→ DIRECTIONS: Format the lines from the one containing "For every instance of the banana" through the end of the records as a Markdown table with columns headed Row and Line. Number each line, and leave out any blank lines.

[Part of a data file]
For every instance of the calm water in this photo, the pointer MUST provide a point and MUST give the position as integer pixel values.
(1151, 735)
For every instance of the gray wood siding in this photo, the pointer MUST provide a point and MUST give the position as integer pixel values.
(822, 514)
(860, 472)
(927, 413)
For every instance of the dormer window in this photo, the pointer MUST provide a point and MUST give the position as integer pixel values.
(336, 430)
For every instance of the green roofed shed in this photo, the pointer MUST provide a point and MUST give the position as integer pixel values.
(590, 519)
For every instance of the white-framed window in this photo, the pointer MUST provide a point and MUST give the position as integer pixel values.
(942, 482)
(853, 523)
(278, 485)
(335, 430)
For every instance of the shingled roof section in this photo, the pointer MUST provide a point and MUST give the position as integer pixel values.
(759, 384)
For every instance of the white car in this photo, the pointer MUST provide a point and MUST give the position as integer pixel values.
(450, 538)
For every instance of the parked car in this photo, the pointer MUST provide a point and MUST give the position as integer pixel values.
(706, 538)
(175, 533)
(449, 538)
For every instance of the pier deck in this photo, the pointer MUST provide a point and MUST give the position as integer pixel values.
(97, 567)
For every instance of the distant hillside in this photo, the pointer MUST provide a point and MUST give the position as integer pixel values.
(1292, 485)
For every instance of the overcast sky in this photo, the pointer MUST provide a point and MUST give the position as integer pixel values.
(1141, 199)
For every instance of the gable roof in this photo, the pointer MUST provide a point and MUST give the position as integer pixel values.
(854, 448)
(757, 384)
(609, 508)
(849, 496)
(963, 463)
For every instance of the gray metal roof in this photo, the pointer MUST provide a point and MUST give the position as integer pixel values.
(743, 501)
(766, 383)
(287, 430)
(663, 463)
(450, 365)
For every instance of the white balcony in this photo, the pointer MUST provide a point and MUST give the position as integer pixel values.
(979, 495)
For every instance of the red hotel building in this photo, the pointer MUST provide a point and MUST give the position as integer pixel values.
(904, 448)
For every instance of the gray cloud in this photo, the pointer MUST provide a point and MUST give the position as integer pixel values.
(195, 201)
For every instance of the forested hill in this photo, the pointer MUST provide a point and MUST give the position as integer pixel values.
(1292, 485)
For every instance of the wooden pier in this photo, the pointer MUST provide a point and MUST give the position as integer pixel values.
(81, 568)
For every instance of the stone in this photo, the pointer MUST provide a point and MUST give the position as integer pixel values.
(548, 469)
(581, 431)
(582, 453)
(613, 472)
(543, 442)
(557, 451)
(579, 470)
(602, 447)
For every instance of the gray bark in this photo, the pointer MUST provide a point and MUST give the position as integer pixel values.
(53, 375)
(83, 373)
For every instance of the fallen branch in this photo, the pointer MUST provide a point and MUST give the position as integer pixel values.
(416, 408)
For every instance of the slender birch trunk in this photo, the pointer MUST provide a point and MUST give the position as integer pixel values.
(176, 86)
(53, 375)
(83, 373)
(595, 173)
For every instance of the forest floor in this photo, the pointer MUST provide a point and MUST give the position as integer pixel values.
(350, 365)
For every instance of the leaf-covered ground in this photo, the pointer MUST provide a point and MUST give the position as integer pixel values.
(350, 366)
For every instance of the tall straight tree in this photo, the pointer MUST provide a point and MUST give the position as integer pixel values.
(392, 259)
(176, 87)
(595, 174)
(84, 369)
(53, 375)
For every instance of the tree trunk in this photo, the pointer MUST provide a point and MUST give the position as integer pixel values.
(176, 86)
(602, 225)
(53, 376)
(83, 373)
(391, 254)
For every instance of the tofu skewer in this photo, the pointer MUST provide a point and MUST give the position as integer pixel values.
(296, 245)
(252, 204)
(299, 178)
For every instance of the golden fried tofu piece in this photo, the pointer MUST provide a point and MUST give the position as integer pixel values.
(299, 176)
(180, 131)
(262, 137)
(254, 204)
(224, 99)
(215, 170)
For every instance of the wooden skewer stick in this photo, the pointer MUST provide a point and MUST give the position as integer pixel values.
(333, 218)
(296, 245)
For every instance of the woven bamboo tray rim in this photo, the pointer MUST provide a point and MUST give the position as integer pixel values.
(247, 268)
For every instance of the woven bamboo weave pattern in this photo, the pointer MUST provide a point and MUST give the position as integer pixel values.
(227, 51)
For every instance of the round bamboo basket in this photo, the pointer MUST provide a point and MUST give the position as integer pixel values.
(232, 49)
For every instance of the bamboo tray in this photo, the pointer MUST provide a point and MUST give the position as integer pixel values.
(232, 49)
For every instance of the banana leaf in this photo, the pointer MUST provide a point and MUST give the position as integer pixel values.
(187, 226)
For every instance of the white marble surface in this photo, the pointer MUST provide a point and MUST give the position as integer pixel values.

→ RESULT BELOW:
| Row | Line |
|---|---|
| 1 | For every instance of the banana leaf in this photo, the pointer MUST provide a point and MUST give the position as integer pixel values. |
| 2 | (187, 226) |
| 3 | For every instance of the white marble surface in this photo, the pointer MUST provide a point and MUST give the position as integer pixel values. |